Task details –
Lines before the one containing "Mark each instance of the unagi" are left out; copy that line and every later line through the end of the data exactly.

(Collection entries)
┌──

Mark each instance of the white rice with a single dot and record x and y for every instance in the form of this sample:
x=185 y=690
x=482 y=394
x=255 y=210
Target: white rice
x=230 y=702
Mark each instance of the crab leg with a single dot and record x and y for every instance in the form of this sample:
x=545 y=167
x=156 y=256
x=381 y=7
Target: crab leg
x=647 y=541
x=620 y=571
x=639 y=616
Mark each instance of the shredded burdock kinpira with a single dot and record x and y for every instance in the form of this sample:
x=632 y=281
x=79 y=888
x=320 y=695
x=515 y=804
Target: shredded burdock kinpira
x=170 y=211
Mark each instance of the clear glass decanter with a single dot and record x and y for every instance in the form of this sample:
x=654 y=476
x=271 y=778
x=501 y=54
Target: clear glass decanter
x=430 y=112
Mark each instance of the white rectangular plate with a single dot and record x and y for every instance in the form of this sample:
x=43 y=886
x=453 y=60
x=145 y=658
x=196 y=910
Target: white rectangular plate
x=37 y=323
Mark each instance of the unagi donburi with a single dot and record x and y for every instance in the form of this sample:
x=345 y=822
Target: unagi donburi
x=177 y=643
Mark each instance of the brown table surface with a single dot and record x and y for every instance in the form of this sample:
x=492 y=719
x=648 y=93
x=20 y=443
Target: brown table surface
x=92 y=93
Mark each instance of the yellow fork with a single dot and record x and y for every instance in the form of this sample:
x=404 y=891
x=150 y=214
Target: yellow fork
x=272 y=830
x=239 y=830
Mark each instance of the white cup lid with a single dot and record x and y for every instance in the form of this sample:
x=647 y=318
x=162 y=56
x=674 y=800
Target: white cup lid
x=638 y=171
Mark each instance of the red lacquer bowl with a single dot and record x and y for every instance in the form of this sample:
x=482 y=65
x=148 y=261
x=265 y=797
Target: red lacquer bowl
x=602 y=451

└──

Worked solution –
Mark each instance of the unagi donburi with a single dot and record x and y for every instance in the form of this sample:
x=345 y=822
Target: unagi donburi
x=177 y=643
Mark each instance of the brown table surface with a single dot and record x and y for every instance in the form of this sample:
x=492 y=719
x=648 y=93
x=20 y=443
Target: brown table surface
x=92 y=93
Mark each instance of the yellow fork with a single dot and record x and y for every instance in the form of this sample:
x=404 y=891
x=150 y=214
Target: yellow fork
x=272 y=830
x=239 y=830
Mark each instance of the white cup lid with a single dot and record x and y for every instance in the form of this sample:
x=647 y=318
x=162 y=56
x=674 y=800
Target: white cup lid
x=638 y=171
Mark each instance of the red lacquer bowl with a single dot and record x and y for every instance in the form of this sample:
x=482 y=65
x=148 y=261
x=265 y=797
Target: red lacquer bowl
x=602 y=451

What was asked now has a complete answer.